> **PROBLEM STATEMENT**
Your copy of the listing should be exact and should contain no pictures.
-.-.-
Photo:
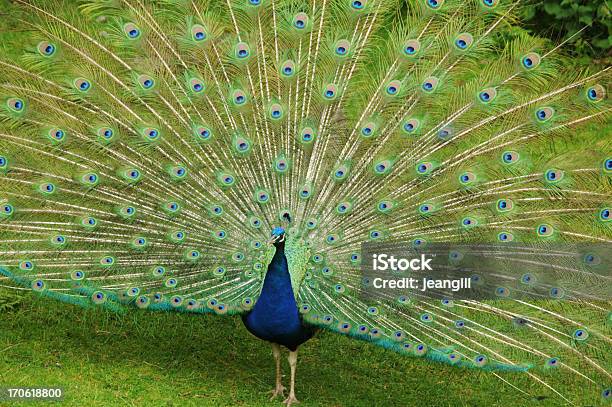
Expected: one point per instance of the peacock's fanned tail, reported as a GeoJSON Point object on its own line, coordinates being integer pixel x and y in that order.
{"type": "Point", "coordinates": [147, 148]}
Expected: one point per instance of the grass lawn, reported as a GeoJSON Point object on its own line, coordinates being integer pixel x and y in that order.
{"type": "Point", "coordinates": [159, 359]}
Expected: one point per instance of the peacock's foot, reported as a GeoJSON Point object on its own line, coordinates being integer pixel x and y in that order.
{"type": "Point", "coordinates": [278, 391]}
{"type": "Point", "coordinates": [291, 400]}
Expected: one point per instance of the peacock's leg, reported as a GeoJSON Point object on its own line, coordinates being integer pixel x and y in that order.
{"type": "Point", "coordinates": [279, 390]}
{"type": "Point", "coordinates": [293, 363]}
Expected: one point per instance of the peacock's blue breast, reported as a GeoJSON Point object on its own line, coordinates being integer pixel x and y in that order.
{"type": "Point", "coordinates": [275, 316]}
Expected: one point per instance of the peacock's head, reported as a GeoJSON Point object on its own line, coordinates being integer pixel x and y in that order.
{"type": "Point", "coordinates": [278, 236]}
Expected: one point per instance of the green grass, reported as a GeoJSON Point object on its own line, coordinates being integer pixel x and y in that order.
{"type": "Point", "coordinates": [160, 359]}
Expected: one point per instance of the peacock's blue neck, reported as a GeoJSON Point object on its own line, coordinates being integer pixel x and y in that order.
{"type": "Point", "coordinates": [277, 293]}
{"type": "Point", "coordinates": [275, 316]}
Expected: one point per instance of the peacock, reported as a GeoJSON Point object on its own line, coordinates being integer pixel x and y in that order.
{"type": "Point", "coordinates": [240, 157]}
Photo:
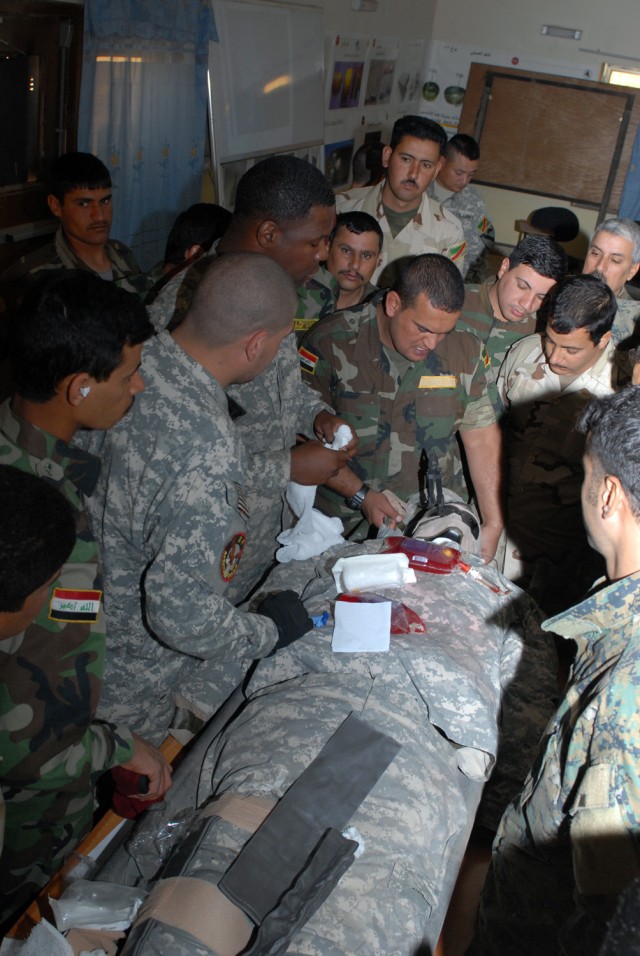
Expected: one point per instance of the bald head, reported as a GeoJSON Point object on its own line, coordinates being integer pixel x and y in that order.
{"type": "Point", "coordinates": [240, 293]}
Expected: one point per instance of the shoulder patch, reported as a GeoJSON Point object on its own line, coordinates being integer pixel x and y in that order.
{"type": "Point", "coordinates": [231, 554]}
{"type": "Point", "coordinates": [455, 252]}
{"type": "Point", "coordinates": [308, 360]}
{"type": "Point", "coordinates": [70, 606]}
{"type": "Point", "coordinates": [438, 381]}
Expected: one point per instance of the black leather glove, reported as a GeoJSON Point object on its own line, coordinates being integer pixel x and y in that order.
{"type": "Point", "coordinates": [289, 615]}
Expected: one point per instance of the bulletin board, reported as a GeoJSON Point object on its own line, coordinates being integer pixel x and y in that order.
{"type": "Point", "coordinates": [550, 135]}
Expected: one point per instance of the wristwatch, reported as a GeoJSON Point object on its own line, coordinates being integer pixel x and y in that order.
-.-.-
> **OUTPUT BELOW**
Photo:
Expected: one point per instance of the peacock's fanned tail, reported as a GeoJSON Point object on its own line, coordinates being integer pixel x and y in that order.
{"type": "Point", "coordinates": [147, 148]}
Expected: one point per instance of the grass lawn, reported as a GeoJSON Point object on its own line, coordinates being integer pixel x and y in that order.
{"type": "Point", "coordinates": [159, 359]}
Expected: one point per instance of the peacock's foot, reported as a GeoJSON Point object on its own line, coordinates being integer pixel x and y in that order.
{"type": "Point", "coordinates": [278, 391]}
{"type": "Point", "coordinates": [291, 400]}
Expected: one point per instance of the peacock's leg, reported as a GeoJSON Point object on its own line, coordinates being integer pixel x and y in that order.
{"type": "Point", "coordinates": [279, 390]}
{"type": "Point", "coordinates": [293, 363]}
Expected: one point per instance of the peacock's blue breast, reported as a GeoJSON Point object on its own line, coordinates being integer pixel x and y in that order.
{"type": "Point", "coordinates": [275, 316]}
Expected: one point per instance of the peacock's head, reported as a GeoJSON Point object on its own line, coordinates being integer pixel x and y in that order.
{"type": "Point", "coordinates": [278, 236]}
Expected: one point per instance of the green grass, reported as a GeoJSON Point object on its own line, coordinates being integer pixel x and y in that order.
{"type": "Point", "coordinates": [160, 359]}
Expected: one point per instance of the peacock's blue neck, reported as a GeoJSON Point object on its own line, coordinates being integer pixel x and y in that order.
{"type": "Point", "coordinates": [277, 293]}
{"type": "Point", "coordinates": [275, 316]}
Expected: one point per instance of the peacock, reported as a GeoJSON Point object on its own line, coordinates being integer pixel x and y in that order.
{"type": "Point", "coordinates": [240, 157]}
Photo:
Expected: one point per instance of the bald head, reported as a GeoJSON Point object on its own line, coordinates being integer pixel x and y in that order.
{"type": "Point", "coordinates": [240, 293]}
Expected: one point per instance of the shoulder patch, reported as a GeoJSON Point object on its own line, coordinates being integer pixel x and y in that order.
{"type": "Point", "coordinates": [231, 554]}
{"type": "Point", "coordinates": [455, 252]}
{"type": "Point", "coordinates": [308, 360]}
{"type": "Point", "coordinates": [70, 606]}
{"type": "Point", "coordinates": [438, 381]}
Expected: one point per instance of the black leather glove, reported as a GeoJSON Point object on its own line, coordinates being integer pixel x and y in that order.
{"type": "Point", "coordinates": [289, 615]}
Expected: one point per instance of the bulletin board, reported as a GeoJSON Point object on its own line, coordinates being integer pixel x and y in that order.
{"type": "Point", "coordinates": [550, 135]}
Expected: one point per instance of the wristwatch, reported as a GeoJSON Point object on its own line, coordinates being integer pixel x and y in that order.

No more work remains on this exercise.